_TEXTE DE LECTURE_.
Le siège de l’Organisation des Nations Unies à New York (Photo AFP).
Le siège de l’Organisation des Nations Unies à New York (Photo AFP).
PAPEETE, 2 octobre 2019 - La commission onusienne en charge des questions de décolonisation doit se réunir en début de semaine prochaine à New York.  
 
Réinscrite en mai 2013 sur la liste onusienne des collectivités non-autonomes, le cas de la Polynésie française sera évoqué cette année comme depuis 2014 dans la prochaine résolution proposée par la 4e commission en charge des questions de décolonisation.
Edouard Fritch prévoit d’intervenir le 8 octobre prochain devant cette instance onusienne. Si rien ne filtre dans l’entourage du président polynésien sur le détail de son intervention, on nous assure qu’il insistera, comme depuis 2016, pour expliquer aux auditeurs de la commission les différents aspects du statut d’autonomie de la Polynésie, et l’étendue des prérogatives de l’exécutif polynésien. Il soulignera que le partenariat de la collectivité avec l’Etat est voulu par une grande majorité de Polynésiens, comme peuvent en attester les résultats des dernières élections territoriales. De son côté fidèle à une politique de la chaise vide menée depuis 2014, à moins d’un improbable coup de théâtre, aucun représentant en titre de la diplomatie française ne devrait être présent pour aborder officiellement la question polynésienne devant cette commission.

_EXTRAIT DES DONNÉES_.
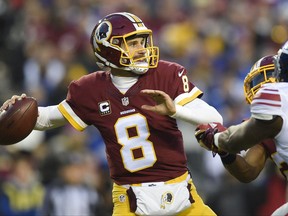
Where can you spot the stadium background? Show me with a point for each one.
(44, 44)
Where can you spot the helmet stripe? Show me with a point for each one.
(137, 22)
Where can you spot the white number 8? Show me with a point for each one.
(139, 141)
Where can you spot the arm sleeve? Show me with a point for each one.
(48, 118)
(197, 112)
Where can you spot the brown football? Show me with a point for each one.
(18, 120)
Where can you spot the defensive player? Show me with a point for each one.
(134, 102)
(267, 126)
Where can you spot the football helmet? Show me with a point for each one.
(109, 41)
(263, 71)
(281, 63)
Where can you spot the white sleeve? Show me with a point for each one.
(197, 112)
(49, 117)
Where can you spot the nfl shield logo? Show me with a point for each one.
(125, 101)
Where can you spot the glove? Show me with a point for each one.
(282, 63)
(204, 134)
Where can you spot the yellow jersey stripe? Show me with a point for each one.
(69, 117)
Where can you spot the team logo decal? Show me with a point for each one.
(166, 198)
(103, 31)
(104, 108)
(125, 101)
(122, 198)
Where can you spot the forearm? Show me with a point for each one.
(48, 118)
(197, 112)
(242, 170)
(247, 134)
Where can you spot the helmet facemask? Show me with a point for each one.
(135, 62)
(258, 76)
(109, 40)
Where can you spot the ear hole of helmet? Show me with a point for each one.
(255, 79)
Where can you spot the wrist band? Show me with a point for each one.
(228, 158)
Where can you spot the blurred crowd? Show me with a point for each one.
(44, 44)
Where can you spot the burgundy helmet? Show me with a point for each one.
(263, 71)
(109, 41)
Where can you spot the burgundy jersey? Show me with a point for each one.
(141, 146)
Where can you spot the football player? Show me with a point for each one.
(134, 101)
(264, 134)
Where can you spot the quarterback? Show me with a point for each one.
(135, 101)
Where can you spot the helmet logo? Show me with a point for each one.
(103, 32)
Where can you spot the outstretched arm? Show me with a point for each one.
(246, 168)
(247, 134)
(48, 117)
(195, 112)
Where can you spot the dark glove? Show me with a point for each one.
(204, 134)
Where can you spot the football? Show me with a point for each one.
(18, 120)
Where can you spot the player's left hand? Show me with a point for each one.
(204, 134)
(164, 103)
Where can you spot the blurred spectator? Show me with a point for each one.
(22, 193)
(70, 194)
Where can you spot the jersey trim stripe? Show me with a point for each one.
(268, 96)
(185, 98)
(268, 104)
(70, 115)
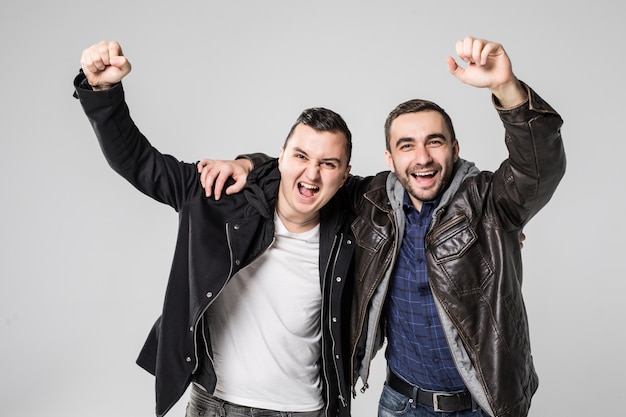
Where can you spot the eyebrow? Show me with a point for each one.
(409, 139)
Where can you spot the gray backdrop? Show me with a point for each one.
(85, 257)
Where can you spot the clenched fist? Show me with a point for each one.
(104, 64)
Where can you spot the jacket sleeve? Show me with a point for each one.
(128, 152)
(526, 181)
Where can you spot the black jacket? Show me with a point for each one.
(215, 240)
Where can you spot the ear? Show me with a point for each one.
(389, 161)
(281, 153)
(345, 175)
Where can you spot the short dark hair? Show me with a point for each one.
(324, 120)
(416, 106)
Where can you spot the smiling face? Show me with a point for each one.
(313, 166)
(422, 153)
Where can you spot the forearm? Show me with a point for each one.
(536, 160)
(129, 153)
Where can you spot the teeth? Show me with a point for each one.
(308, 187)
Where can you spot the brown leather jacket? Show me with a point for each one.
(474, 258)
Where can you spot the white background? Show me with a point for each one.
(85, 257)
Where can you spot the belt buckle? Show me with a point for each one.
(436, 396)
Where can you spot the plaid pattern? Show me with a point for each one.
(417, 349)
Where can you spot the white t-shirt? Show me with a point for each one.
(265, 328)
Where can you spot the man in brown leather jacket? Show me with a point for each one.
(438, 255)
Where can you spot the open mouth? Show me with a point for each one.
(307, 190)
(424, 175)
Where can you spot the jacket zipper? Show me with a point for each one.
(380, 312)
(324, 360)
(230, 274)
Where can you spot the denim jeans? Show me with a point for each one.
(202, 404)
(394, 404)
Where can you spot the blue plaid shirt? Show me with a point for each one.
(416, 346)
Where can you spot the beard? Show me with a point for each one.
(430, 193)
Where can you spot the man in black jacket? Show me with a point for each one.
(253, 310)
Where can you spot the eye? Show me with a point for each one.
(435, 143)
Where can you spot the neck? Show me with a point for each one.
(299, 225)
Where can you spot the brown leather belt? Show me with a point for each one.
(442, 402)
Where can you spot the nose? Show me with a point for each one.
(313, 171)
(422, 155)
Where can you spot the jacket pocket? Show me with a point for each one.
(369, 243)
(456, 252)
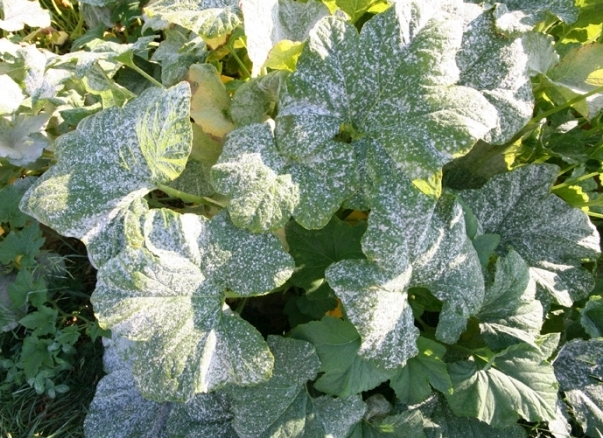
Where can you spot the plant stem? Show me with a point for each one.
(575, 180)
(187, 197)
(144, 74)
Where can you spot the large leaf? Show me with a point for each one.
(552, 237)
(497, 66)
(579, 369)
(406, 424)
(441, 422)
(18, 13)
(269, 21)
(337, 344)
(337, 106)
(248, 172)
(518, 16)
(516, 383)
(414, 381)
(510, 313)
(208, 18)
(283, 407)
(113, 158)
(183, 265)
(315, 250)
(579, 72)
(376, 303)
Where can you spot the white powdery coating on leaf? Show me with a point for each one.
(111, 160)
(377, 305)
(518, 206)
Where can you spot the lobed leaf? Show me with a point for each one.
(548, 234)
(113, 158)
(579, 371)
(282, 407)
(182, 265)
(516, 383)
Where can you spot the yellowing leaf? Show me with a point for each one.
(284, 55)
(209, 101)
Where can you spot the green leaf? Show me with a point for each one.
(176, 53)
(591, 316)
(42, 321)
(443, 423)
(166, 290)
(21, 141)
(248, 172)
(337, 343)
(10, 196)
(13, 97)
(579, 369)
(282, 406)
(496, 66)
(516, 383)
(315, 250)
(376, 303)
(446, 263)
(510, 313)
(205, 415)
(22, 246)
(548, 234)
(268, 22)
(414, 381)
(579, 72)
(256, 99)
(113, 158)
(337, 107)
(208, 18)
(18, 13)
(405, 424)
(519, 16)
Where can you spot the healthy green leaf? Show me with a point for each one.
(404, 424)
(269, 21)
(579, 369)
(515, 383)
(113, 158)
(282, 406)
(414, 381)
(18, 13)
(22, 246)
(579, 72)
(510, 313)
(10, 196)
(337, 343)
(166, 290)
(13, 95)
(591, 316)
(208, 18)
(547, 233)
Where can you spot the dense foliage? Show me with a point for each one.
(339, 218)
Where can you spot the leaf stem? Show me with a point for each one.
(567, 104)
(144, 74)
(575, 180)
(187, 197)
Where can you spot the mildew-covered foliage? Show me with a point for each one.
(277, 253)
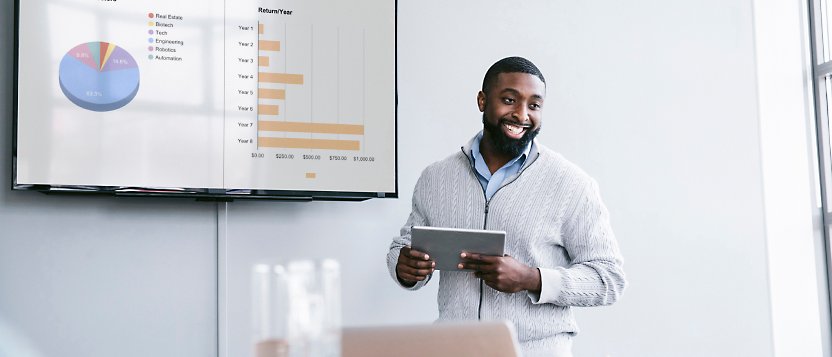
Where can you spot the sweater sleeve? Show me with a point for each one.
(595, 276)
(416, 218)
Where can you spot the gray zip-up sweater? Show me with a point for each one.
(554, 220)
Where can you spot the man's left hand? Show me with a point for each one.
(504, 273)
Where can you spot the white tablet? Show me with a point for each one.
(444, 245)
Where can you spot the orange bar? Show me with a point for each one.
(280, 78)
(319, 128)
(265, 93)
(290, 143)
(269, 45)
(264, 109)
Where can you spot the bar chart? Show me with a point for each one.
(310, 96)
(274, 83)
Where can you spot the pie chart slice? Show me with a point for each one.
(99, 76)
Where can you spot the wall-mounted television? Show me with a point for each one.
(212, 99)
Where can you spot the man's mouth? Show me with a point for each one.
(515, 129)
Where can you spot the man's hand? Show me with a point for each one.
(502, 273)
(413, 266)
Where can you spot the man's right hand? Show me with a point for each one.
(413, 266)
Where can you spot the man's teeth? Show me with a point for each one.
(514, 129)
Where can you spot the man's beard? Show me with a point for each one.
(505, 145)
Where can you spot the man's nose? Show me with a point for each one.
(521, 113)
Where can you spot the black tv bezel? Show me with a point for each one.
(200, 194)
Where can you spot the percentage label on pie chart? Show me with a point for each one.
(99, 76)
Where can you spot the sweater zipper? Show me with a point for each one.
(484, 224)
(485, 219)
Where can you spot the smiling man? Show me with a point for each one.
(560, 248)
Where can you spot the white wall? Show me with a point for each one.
(657, 100)
(789, 176)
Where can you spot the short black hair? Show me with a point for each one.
(510, 65)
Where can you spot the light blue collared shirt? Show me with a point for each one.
(490, 183)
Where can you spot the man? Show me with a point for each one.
(560, 248)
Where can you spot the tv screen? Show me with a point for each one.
(211, 99)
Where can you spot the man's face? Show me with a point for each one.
(512, 111)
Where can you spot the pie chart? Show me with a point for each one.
(99, 76)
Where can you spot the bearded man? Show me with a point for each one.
(560, 248)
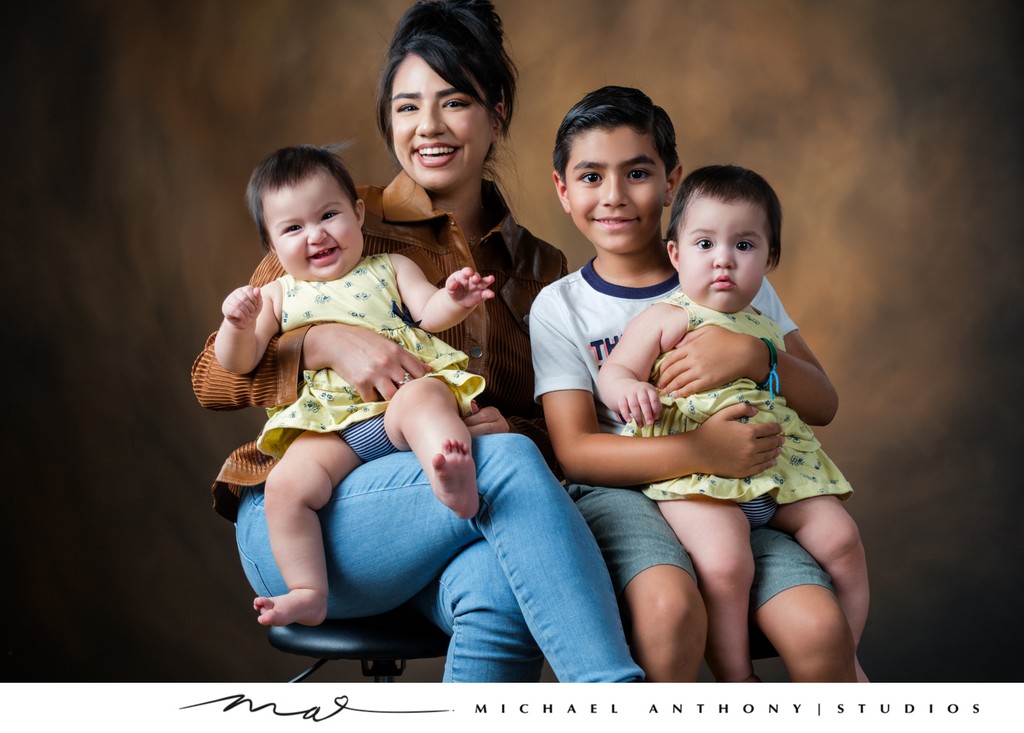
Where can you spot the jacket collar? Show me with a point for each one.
(407, 201)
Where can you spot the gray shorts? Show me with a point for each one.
(633, 536)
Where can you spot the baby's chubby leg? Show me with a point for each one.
(717, 536)
(829, 534)
(423, 417)
(299, 485)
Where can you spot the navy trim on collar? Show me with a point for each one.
(619, 291)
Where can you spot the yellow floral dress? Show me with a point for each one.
(801, 471)
(367, 296)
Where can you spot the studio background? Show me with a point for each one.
(891, 131)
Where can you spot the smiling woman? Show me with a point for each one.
(500, 575)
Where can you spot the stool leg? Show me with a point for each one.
(310, 671)
(383, 670)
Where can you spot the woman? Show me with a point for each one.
(506, 577)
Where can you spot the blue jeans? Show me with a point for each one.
(525, 568)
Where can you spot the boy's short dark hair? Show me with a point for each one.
(729, 184)
(608, 109)
(289, 166)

_TRAVAIL À FAIRE_.
(A) Recopiez le passage du texte sur la Polynésie française à l'ONU, de "Edouard Fritch prévoit" à "devant cette commission.".
(B) D'après le texte sur la Polynésie française à l'ONU, à quelle date Edouard Fritch prévoit-il d'intervenir devant la commission ?
(C) Rédigez la suite du texte sur la Polynésie française à l'ONU en partant de sa dernière phrase.

_RÉPONSES PAR TÂCHE_.
(A)
Edouard Fritch prévoit d’intervenir le 8 octobre prochain devant cette instance onusienne. Si rien ne filtre dans l’entourage du président polynésien sur le détail de son intervention, on nous assure qu’il insistera, comme depuis 2016, pour expliquer aux auditeurs de la commission les différents aspects du statut d’autonomie de la Polynésie, et l’étendue des prérogatives de l’exécutif polynésien. Il soulignera que le partenariat de la collectivité avec l’Etat est voulu par une grande majorité de Polynésiens, comme peuvent en attester les résultats des dernières élections territoriales. De son côté fidèle à une politique de la chaise vide menée depuis 2014, à moins d’un improbable coup de théâtre, aucun représentant en titre de la diplomatie française ne devrait être présent pour aborder officiellement la question polynésienne devant cette commission.

(B) Le 8 octobre.

(C)
L’année dernière, le coup de théâtre était venu d’Oscar Temaru. Il avait été ourdi dans la plus grande discrétion pour se réserver le meilleur impact et une visibilité internationale. La déclaration était tombée sèchement lorsque, le 9 octobre, le leader indépendantiste avait annoncé devant les membres de la 4e commission de l’ONU le dépôt d’une "plainte" (un signalement en réalité) devant la Cour pénale internationale pour crime contre l'humanité. En ligne de mire : "tous les présidents français" encore vivants ayant été en exercice lors des expérimentations nucléaires en Polynésie. Hasard du calendrier ou conséquence : s’en est suivi pour le leader indépendantiste une série d'ennuis avec la justice : perte de son siège à l’assemblée, suite au rejet de ses comptes de campagne, et une condamnation en correctionnelle - qu’il estime en lien - dans l’affaire Radio Tefana. Une situation que comptent dénoncer les pétitionnaires indépendantistes, cette année à New York.

"Une quinzaine" de pétitionnaires Tavini

Oscar Temaru ne fera pas le déplacement. Son absence est due à "plusieurs facteurs", selon son gendre, le député Moetai Brotherson : Il est convalescent et a des dossiers communaux qui requièrent sa présence ici. Rien n’exige qu’il soit à New York."

Une "quinzaine" de pétitionnaires du Tavini Huiraatira doit en revanche partir en fin de semaine, pour intervenir devant la 4e commission de l’ONU. Les huit élus de l’assemblée territoriale font le déplacement. Déjà sur place, Richard Tuheiava "prépare le terrain" depuis quelques jours.

Des échanges ont eu lieu entre plusieurs membres du parti indépendantiste et Gaston Flosse, au sujet d’une possible participation de ce dernier au déplacement. Rien ne semble arrêté pour l’instant, selon l’élu Tahoera’a Geffry Salmon. Ce que confirme Antony Géros, président du groupe Tavini à Tarahoi. Il assure que le Tavini n’a plus de nouvelles du Vieux Lion autonomiste "depuis juin", à ce sujet. Gaston Flosse est actuellement à Paris où il a participé en début de semaine aux hommages rendus à Jacques Chirac.

Cette année, l’association 193 ne sera pas représentée à New York. Une incertitude sur la date de la réunion a contraint les trois pétitionnaires (Maxime Chan, Auguste Carlson et Jerry Gooding, de Rikitea) à renoncer au déplacement, faute de moyens financiers suffisants pour prolonger leur séjour dans la métropole américaine.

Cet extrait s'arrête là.